» **EXERCISE DESCRIPTION**
In the court report below, what was Anita Smith doing in the moments leading up to the crash?

» **SOURCE PASSAGE**
'I may have fallen asleep'

THE death-driving charges against Tasmania's Director of Public Prosecutions, Tim Ellis, began hearings in Hobart yesterday.

Tim Ellis arrives at court.

Tim Ellis arrives at court.

Mr Ellis, 58, had pleaded not guilty to causing death by negligent driving from a three-vehicle crash on the Midland Highway a year ago, which claimed the life of 27-year-old West Launceston woman Natalia Pearn.

Crown prosecutor John Pickering, SC, told magistrate Chris Webster he would call two witnesses who saw Mr Ellis's Mercedes move on to the wrong side of the road for up to one kilometre at Spring Hill.

Mr Pickering said the witnesses would describe the driving as ``immaculate'', and that it would be alleged that Mr Ellis's driving was ``conscious and voluntary''.

Defence lawyer Michael O'Farrell said the allegations by the prosecution were ``extraordinary'' because there was no evidence of Mr Ellis applying brakes or taking evasive steps before the crash.

Mr Ellis's wife Anita Smith was called as the first witness and described her husband as ``a very safe driver''.

Breaking down in the stand, Ms Smith recalled the moment of the crash as ``the loudest noise I've ever heard in my life''.

``It was like a hole in the earth had opened up and we had fallen through it,'' Ms Smith told the court.

Ms Smith said she had her head down and was sending a message to a friend during the moments leading up to the crash and was not aware the car was on the wrong side of the road.

``I presumed I was dead,'' she said.

Ms Smith said when the pair reached Campbell Town on the day of the crash Mr Ellis had said he ``was sick of driving''.

In a police interview two days after the crash Mr Ellis told police from his hospital bed he remembered one ``fierce impact'' and the car coming to a halt.

``I could feel my legs break,'' Mr Ellis told police.

``I can't remember seeing anything in front of me,'' he said.

The police read Mr Ellis comments from two witnesses describing his car as being on the wrong side of the road and Mr Ellis replied: ``That's news to me.

``Unless I'm not fully conscious or I've somehow got confused,'' Mr Ellis said.

``I wasn't feeling drowsy,'' he said.

Mr Ellis told police it was possible he had fallen asleep or experienced the effects of sleep apnoea.

``I do have a history of it but I thought I'd overcome it,'' he said.

Mr Ellis told police in the interview he was ``awfully sorry the girl was dead''. 

A video re-enacting the driving alleged of Mr Ellis was played to court.

Crash investigator Senior Constable Kelly Cordwell drove a Mercedes the same model as Mr Ellis's at the scene of the crash.

Senior Constable Cordwell took her hands off the steering wheel to examine what the car would do at the spot where it was alleged Mr Ellis was on the wrong side of the road.

The video showed the Mercedes veering back to the left-hand side of the road.

She told the court: ``To stay in the wrong lane, steering was required.''

Senior Constable Cordwell said Miss Pearn was wearing her seatbelt.

Alcohol was not a factor.

The hearing continues today and is expected to run until Thursday.

Pointing data for referring expressions
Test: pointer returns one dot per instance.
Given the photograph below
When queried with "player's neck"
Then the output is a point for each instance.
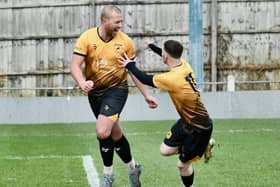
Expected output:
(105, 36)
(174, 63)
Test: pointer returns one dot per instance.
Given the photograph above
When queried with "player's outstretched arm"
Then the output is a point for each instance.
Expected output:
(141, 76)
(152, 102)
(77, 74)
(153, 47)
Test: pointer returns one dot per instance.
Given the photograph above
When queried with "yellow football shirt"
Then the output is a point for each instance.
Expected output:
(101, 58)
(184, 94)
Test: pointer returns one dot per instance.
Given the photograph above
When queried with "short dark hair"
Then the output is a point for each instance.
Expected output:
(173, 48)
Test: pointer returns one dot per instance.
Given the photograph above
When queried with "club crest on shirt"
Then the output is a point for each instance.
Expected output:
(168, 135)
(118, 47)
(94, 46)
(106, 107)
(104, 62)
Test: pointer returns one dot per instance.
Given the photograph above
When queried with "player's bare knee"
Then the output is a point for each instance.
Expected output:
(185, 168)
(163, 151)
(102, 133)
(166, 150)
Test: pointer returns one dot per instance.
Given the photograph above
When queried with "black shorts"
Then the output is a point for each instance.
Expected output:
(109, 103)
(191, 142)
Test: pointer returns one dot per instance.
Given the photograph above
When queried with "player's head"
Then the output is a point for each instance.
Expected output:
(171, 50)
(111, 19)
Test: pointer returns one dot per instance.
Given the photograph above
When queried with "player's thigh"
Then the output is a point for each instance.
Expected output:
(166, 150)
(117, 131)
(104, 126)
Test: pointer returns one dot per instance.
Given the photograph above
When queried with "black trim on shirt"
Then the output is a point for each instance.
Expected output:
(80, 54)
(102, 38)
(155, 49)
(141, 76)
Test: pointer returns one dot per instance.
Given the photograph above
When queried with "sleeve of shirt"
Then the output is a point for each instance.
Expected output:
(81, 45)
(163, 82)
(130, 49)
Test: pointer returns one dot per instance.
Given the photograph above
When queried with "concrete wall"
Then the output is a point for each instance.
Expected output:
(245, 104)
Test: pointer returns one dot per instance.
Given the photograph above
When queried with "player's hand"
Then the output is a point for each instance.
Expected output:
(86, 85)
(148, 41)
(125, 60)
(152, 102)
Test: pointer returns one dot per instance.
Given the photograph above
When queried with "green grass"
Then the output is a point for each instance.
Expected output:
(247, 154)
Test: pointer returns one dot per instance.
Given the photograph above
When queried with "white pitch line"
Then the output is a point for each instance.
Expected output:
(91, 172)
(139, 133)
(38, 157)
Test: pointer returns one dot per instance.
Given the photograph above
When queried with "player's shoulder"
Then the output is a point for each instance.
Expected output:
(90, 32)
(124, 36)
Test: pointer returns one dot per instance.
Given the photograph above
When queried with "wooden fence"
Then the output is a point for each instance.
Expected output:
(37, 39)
---
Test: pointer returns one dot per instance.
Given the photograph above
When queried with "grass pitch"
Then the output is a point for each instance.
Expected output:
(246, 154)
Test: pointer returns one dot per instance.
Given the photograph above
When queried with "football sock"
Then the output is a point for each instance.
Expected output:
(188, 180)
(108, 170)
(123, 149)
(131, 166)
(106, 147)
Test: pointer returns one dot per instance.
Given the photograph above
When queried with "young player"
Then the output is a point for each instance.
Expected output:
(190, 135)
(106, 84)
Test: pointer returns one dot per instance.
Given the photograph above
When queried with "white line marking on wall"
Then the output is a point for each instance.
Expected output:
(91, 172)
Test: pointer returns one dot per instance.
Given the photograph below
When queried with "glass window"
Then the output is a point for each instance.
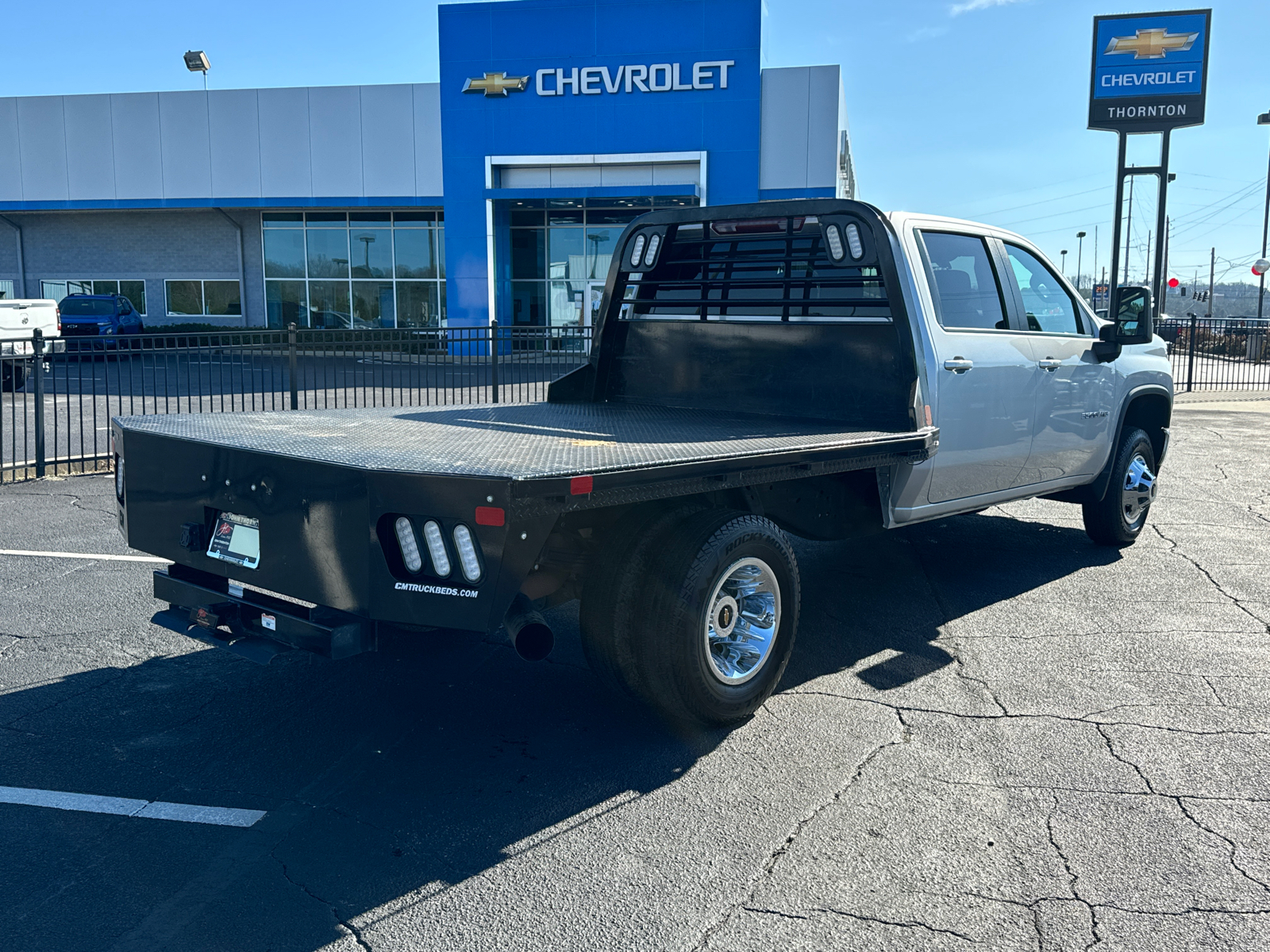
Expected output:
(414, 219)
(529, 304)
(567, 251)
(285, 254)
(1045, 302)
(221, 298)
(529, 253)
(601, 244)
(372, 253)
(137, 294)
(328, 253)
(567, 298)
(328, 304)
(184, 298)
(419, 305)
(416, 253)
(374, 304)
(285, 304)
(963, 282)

» **RESPONSE AREA**
She had her head down and was sending a message to a friend.